• **Goal**
Print the lines from the one containing "Target: baby's face" through the last line, inclusive, reproducing each one character for character.

• **Extracted data**
******************************

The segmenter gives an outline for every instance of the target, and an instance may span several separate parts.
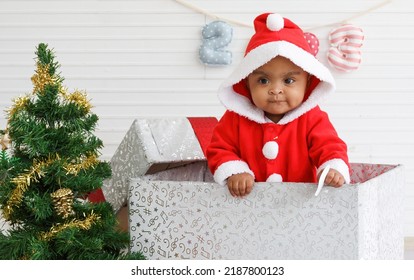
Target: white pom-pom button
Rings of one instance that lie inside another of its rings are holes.
[[[272,175],[267,177],[266,182],[267,183],[281,183],[283,182],[283,178],[280,174],[273,173]]]
[[[285,26],[285,21],[279,14],[270,14],[267,16],[266,26],[271,31],[279,31]]]
[[[279,153],[279,145],[275,141],[269,141],[264,144],[262,152],[265,158],[275,159]]]

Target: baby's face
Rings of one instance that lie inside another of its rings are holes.
[[[282,56],[257,68],[247,77],[256,107],[277,123],[284,114],[302,104],[309,74]]]

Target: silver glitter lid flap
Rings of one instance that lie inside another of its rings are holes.
[[[151,163],[146,174],[205,160],[187,118],[142,118],[135,125]]]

******************************

• **Result of the task**
Target: baby's face
Rings of one instance that lie inside another of its rings are holes.
[[[282,56],[257,68],[247,77],[256,107],[277,123],[284,114],[302,104],[309,74]]]

Target: silver glitter lid flap
Rings of one instance that lie inside another of its rings are holes.
[[[151,163],[146,174],[205,160],[187,118],[142,118],[135,125]]]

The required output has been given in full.